> [Passage]:
◇ ◇ ◇
Manzanillo olives are versatile, they can be used as table olives and for making olive oil. Manzanillo olive cultivars are grown in many geographic areas around the world. Canned Manzanillo olives are either green in colour or the popular black coloured variety that is manufactured using the "California black-ripe" curing method.

==Synonyms==

There are over two hundred olive varieties grown in Spain. Synonyms include Early Manzanillo, Romerillo, Redondil, Manzanillo Fino, Chorrúo de Espiga, Manzanilla olive, Manzanilla Rabuda, Common chamomile, Chamomile Basta, Chamomile of Carmona, Long, olive White Chamomile, Camomile of Two Sisters, and Varetuda.

===Closely related varieties===

"Manzanilla Cacereña" along with "Manzanilla de Sevilla" (a vecera variety) are found in high-density orchards. Askal is a hybrid of Barnea and Manzanillo. Arno, Tevere, and Basento are hybrids of Picholine and Manzanillo. Manzanillo Cacereño i-69 is a potential for superintensive olive trees in hedges.
◇ ◇ ◇
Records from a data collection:
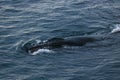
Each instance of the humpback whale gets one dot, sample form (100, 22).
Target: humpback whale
(60, 42)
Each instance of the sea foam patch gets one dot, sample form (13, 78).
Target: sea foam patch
(42, 51)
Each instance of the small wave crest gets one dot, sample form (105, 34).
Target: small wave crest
(42, 51)
(116, 28)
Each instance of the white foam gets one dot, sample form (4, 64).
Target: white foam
(42, 51)
(116, 29)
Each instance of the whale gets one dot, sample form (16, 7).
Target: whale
(57, 42)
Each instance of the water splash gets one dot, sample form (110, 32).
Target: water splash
(42, 51)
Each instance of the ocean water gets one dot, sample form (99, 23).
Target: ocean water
(22, 21)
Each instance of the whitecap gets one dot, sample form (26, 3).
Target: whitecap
(42, 51)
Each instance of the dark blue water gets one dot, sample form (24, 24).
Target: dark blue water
(24, 20)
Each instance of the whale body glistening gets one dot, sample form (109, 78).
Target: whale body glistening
(60, 42)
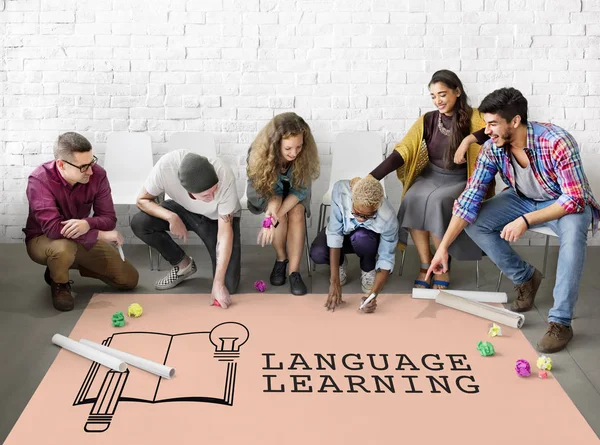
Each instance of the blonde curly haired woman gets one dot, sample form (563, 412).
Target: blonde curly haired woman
(362, 221)
(282, 163)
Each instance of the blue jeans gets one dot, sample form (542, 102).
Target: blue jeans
(571, 230)
(362, 242)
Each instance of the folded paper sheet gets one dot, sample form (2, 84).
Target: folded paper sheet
(158, 369)
(492, 313)
(90, 353)
(483, 297)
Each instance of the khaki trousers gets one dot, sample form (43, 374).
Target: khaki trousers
(102, 261)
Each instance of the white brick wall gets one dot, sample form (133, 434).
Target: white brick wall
(227, 66)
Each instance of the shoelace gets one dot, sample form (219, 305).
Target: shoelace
(66, 285)
(520, 293)
(554, 330)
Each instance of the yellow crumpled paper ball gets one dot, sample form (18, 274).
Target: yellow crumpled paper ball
(544, 363)
(134, 310)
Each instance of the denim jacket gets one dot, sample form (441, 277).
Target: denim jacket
(342, 222)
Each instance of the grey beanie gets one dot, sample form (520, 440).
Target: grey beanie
(196, 173)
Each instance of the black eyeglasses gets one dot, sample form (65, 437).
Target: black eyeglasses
(85, 167)
(363, 216)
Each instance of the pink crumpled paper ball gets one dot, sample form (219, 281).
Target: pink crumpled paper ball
(260, 285)
(523, 369)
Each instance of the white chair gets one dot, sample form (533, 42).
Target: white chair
(128, 163)
(589, 160)
(199, 142)
(353, 154)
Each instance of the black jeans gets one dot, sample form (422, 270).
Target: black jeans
(154, 232)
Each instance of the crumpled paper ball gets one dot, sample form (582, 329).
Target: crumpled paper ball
(495, 331)
(544, 363)
(118, 319)
(485, 348)
(134, 310)
(260, 285)
(522, 368)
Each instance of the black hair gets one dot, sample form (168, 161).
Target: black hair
(461, 116)
(507, 102)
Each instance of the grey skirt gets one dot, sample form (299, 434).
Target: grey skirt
(428, 204)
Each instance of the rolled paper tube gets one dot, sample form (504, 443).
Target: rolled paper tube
(492, 313)
(90, 353)
(482, 297)
(144, 364)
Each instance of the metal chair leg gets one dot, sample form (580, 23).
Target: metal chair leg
(324, 219)
(546, 256)
(307, 246)
(401, 268)
(321, 208)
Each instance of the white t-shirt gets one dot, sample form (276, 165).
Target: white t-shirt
(164, 178)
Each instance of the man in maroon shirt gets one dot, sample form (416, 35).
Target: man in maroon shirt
(61, 234)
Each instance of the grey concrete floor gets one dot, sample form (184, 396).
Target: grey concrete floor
(28, 321)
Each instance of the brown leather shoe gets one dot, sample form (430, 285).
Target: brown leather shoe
(556, 338)
(62, 299)
(526, 293)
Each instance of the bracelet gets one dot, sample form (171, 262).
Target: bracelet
(268, 222)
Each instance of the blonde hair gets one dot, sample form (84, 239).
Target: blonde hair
(367, 192)
(265, 160)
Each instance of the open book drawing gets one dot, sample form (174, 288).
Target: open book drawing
(206, 364)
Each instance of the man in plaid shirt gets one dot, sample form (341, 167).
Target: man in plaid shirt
(542, 166)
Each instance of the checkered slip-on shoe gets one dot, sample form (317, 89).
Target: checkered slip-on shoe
(176, 276)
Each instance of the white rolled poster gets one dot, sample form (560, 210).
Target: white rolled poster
(492, 313)
(155, 368)
(482, 297)
(90, 353)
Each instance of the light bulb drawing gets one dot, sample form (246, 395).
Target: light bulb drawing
(227, 338)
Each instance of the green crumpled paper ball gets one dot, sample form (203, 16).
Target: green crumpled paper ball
(485, 348)
(118, 319)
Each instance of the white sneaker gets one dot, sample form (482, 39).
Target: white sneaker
(343, 275)
(176, 276)
(367, 279)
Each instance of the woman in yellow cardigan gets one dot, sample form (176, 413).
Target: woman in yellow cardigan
(425, 164)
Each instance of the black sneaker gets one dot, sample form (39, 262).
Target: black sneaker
(297, 286)
(278, 273)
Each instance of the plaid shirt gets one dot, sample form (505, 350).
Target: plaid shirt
(556, 163)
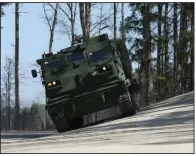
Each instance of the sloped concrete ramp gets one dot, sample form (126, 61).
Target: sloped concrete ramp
(165, 127)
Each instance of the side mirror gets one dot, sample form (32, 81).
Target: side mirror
(34, 73)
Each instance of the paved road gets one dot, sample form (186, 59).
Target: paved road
(165, 127)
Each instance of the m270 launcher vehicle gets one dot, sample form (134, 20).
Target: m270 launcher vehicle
(86, 78)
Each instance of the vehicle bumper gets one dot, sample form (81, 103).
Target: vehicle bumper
(67, 99)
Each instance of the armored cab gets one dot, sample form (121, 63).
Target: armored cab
(86, 78)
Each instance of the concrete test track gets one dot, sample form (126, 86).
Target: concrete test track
(165, 127)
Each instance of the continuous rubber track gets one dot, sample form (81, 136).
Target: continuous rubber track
(164, 127)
◇ ◇ ◇
> [Assigned task A]:
Answer these questions using the Manzanillo olive text above the lines.
(i) What two uses of Manzanillo olives does the text give?
(ii) How many olive varieties are grown in Spain?
(iii) Askal is a hybrid of Manzanillo and which other variety?
> [Assigned task B]:
Extend the Manzanillo olive text, which comes before the lines, starting after its final sentence.

> [Answer box A]:
(i) Table olives and making olive oil.
(ii) Over two hundred.
(iii) Barnea.

> [Answer box B]:
==Characteristics==
Manzanilla olives are dual-purpose medium to large drupe or stone fruit of the Olea europaea tree, used as table olives and for olive oil production. Table olives can be whole with the pit in, pitted and stuffed with pimentos, garlic, peppers, or almonds, or sliced.

==Curing==
Curing is a process to remove bitter phenolic compounds that include oleuropein and ligstroside found in the flesh and skin.

==California black olives==
Manzanillas have been a popular variety in California since the 1960s. The "California black-ripe" curing method, developed circa 1905–1910, has led to the Manzanilla variety mainly being used for canned black olives. These are labeled as "ripe" green olives that have been cured. The process involves lye-curing in an oxygenated solution, that takes approximately 24 hours instead of six to eight weeks, and treatment with ferrous gluconate that fixes the black color. The olives are then placed in cans in mild brine, then pressured and heat processed.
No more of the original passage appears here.